* STATED GOAL *
Report every line of the records below that contains the string "yellow". Case counts.
=== SOURCE RECORDS ===
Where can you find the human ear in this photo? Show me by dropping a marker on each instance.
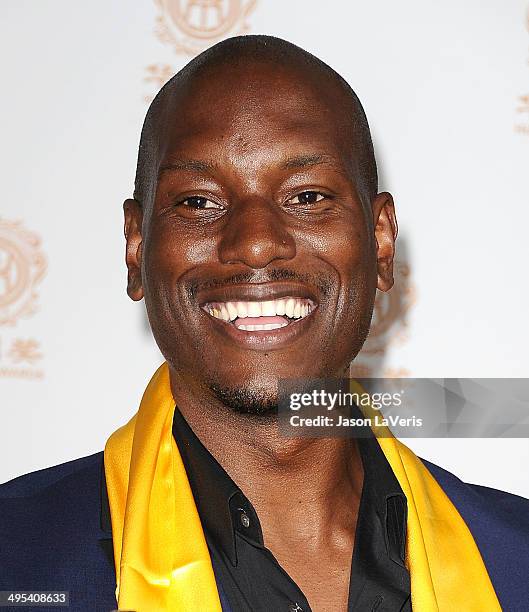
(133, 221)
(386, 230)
===
=== SOURCE RECORDS ===
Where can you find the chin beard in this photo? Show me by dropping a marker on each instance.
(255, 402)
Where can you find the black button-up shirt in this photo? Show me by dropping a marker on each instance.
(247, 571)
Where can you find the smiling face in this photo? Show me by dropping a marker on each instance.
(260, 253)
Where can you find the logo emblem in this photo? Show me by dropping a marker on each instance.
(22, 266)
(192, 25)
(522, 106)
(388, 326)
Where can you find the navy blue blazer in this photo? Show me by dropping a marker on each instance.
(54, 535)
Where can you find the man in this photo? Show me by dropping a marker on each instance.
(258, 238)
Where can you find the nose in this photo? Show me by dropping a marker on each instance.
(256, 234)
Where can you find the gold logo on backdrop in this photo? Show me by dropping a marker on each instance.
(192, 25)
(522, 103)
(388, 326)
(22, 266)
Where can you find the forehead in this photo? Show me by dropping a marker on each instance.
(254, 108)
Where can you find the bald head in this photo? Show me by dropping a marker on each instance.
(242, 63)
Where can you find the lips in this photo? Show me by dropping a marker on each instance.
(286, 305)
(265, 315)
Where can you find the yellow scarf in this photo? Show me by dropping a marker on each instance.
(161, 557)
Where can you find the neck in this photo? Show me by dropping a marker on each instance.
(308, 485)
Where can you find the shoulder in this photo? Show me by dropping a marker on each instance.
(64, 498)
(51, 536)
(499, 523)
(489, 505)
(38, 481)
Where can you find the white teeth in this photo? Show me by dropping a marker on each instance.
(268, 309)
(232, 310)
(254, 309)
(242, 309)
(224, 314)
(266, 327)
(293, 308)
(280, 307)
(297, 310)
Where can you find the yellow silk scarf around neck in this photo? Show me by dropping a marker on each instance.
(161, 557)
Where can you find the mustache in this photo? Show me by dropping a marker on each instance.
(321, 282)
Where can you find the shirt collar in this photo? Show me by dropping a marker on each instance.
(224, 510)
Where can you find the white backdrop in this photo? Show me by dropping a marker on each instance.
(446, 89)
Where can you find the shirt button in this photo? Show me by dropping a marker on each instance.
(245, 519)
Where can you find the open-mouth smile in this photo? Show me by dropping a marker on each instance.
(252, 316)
===
* THE COMPLETED TASK *
Where can you find the yellow scarf in this photo? Show me by dropping a marker on each instance.
Where can you find the yellow silk scarf around neck in this photo? Show me by dropping a marker on each instance.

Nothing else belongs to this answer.